→ DIRECTIONS
Exactly repeat the full listing that follows.

Object location annotation data

# # #

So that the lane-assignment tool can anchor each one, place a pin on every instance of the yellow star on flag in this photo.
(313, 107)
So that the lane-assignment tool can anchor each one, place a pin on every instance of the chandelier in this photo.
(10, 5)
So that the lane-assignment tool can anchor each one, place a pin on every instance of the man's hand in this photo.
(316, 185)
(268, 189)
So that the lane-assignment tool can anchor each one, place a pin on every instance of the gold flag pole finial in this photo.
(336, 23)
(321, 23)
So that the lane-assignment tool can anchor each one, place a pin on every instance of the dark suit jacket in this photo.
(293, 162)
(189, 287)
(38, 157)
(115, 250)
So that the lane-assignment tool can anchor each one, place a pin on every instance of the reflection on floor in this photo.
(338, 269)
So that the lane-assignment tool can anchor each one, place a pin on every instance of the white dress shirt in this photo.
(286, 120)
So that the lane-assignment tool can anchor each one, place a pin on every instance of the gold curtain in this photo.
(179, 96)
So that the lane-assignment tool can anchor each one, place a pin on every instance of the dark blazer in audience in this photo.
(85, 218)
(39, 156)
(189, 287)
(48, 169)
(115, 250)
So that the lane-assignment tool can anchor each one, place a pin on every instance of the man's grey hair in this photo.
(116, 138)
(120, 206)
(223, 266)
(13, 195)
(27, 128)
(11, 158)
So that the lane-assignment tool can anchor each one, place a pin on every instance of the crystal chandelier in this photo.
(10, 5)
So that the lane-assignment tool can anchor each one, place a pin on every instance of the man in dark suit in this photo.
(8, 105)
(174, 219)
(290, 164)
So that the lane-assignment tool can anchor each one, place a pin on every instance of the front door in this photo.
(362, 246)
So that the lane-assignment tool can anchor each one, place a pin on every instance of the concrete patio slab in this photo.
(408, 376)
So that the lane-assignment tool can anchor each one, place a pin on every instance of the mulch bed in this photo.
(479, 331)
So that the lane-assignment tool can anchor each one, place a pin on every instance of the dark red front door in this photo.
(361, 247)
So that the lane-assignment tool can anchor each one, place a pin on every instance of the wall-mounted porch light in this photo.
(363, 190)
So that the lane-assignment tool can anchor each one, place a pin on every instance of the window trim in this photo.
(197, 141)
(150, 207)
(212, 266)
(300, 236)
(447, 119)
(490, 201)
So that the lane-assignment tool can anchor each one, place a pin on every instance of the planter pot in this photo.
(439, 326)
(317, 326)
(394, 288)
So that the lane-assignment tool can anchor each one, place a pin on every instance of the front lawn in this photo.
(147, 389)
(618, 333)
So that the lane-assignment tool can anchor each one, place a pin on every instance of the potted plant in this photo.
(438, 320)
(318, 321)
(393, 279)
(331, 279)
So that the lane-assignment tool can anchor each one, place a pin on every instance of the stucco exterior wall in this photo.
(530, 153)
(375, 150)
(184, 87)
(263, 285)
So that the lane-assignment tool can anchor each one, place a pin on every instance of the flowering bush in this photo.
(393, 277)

# # #

→ RESULT OF THE TASK
So that the lane-assignment tool can anchor each one, place a pin on every instance of the yellow star on flag in this photo.
(313, 107)
So that the lane-assignment tool can anchor each one, place a pin on every instance of the chandelier in this photo.
(10, 5)
So that the lane-assignment tool can anchor each one, place a pin on every instance of the man's hand in this photo.
(316, 185)
(268, 189)
So that the lane-assignment tool can anchor each one, place a pin on every instance of the gold flag pole finial in this photo.
(336, 23)
(321, 23)
So that the lane-assignment tool can anchor each one, place a pin on every instance of the dark suit jacket in this photo.
(293, 162)
(189, 287)
(38, 157)
(115, 250)
So that the lane-assignment tool can anchor each one, place a pin on every instance of the reflection on floor in this photo.
(338, 269)
So that the lane-assignment tool can anchor each one, place a pin on every instance of the white dress shirt in this photo.
(286, 120)
So that the lane-assignment tool can anchor each one, place a pin on every instance of the gold curtain in this photo.
(179, 96)
So that the lane-assignment tool can anchor each one, place a pin on every instance of the dark blazer in audience in this photo.
(85, 218)
(39, 156)
(189, 287)
(48, 169)
(115, 250)
So that the lane-assignment tool can anchor each one, place a pin on every instance of the man's grey hair in this photo.
(116, 138)
(120, 206)
(223, 266)
(13, 195)
(27, 128)
(11, 158)
So that the lane-assignment tool can anchor each one, place a pin on every instance of the crystal chandelier in this photo.
(10, 5)
So that the lane-assignment tool can anchor each one, place a pin on every instance of the man in dark suit in this photo.
(8, 105)
(174, 219)
(290, 164)
So that the lane-assignment tool can anchor each one, place a pin on every instance of the front door in this photo.
(362, 246)
So that the lane-assignment tool can anchor each one, place a pin on every instance of the concrete patio slab in this photo.
(408, 376)
So that the lane-assignment tool can anchor each one, place a pin on every instance of the mulch bed in this photo.
(479, 331)
So that the lane-assignment tool can anchor each one, place a pin on every instance of the dark red front door in this photo.
(361, 247)
So that the lane-assignment tool can anchor each one, place a pin on every instance of the wall-mounted porch light in this photo.
(363, 190)
So that the lane-assignment tool can anchor each one, place a pin on every instance of the window trim in this photo.
(197, 141)
(150, 207)
(212, 266)
(300, 236)
(447, 119)
(490, 201)
So that the lane-assignment tool can anchor each one, place a pin on every instance of the planter pot in this photo.
(439, 326)
(317, 326)
(394, 288)
So that the lane-assignment tool can anchor each one, place a pin on every instance of the front lawn in this photo.
(147, 389)
(618, 333)
So that the lane-assignment tool can anchor each one, place a pin on every instance of the potted plant in this photo.
(438, 320)
(318, 321)
(393, 279)
(331, 279)
So that the lane-assignment tool can anchor each one, place a pin on every instance of the stucco exterior wall in this photo.
(530, 153)
(375, 150)
(184, 87)
(263, 285)
So that the lane-assignment tool can anchor each one, place a pin on every instance of the flowering bush in this photo.
(393, 277)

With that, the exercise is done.